» **PROVIDED INFORMATION**
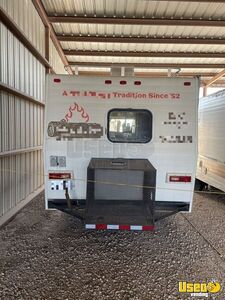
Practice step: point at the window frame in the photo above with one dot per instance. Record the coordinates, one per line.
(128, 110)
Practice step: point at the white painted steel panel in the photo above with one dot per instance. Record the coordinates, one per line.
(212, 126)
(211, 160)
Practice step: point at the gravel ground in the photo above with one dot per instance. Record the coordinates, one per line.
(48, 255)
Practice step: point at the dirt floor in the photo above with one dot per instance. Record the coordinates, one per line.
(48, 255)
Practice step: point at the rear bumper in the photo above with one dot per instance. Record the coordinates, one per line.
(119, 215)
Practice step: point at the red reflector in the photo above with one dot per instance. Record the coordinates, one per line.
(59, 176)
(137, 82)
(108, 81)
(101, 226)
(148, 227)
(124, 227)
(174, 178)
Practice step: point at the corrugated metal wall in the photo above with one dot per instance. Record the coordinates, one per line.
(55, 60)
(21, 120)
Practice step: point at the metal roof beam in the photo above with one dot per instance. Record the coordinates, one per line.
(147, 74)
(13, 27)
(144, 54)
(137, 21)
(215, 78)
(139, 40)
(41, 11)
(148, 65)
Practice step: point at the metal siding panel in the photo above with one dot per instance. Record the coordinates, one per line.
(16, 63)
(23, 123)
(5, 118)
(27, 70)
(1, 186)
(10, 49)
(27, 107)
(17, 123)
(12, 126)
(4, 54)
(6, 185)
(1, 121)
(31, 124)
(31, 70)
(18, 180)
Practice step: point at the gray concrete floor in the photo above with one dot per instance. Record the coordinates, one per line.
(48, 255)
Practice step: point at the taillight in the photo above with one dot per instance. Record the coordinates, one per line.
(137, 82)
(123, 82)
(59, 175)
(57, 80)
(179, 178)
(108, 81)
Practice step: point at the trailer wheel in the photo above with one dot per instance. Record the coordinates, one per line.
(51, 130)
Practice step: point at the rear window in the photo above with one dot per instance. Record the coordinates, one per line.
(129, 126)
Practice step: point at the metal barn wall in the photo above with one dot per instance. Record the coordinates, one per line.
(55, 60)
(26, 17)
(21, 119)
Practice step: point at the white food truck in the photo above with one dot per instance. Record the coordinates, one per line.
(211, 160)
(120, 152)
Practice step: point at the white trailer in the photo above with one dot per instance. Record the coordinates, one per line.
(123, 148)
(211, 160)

» **AIM**
Reproduce the records from the line containing "Practice step: point at the white trailer" through the end of the records, both ends included, with the request line unchanged and each coordinate in the answers offset by +115.

» **WRITTEN SOLUTION**
Practice step: point at the white trailer in the photo above with one dot per instance. Record the coordinates, one per line.
(238, 263)
(326, 275)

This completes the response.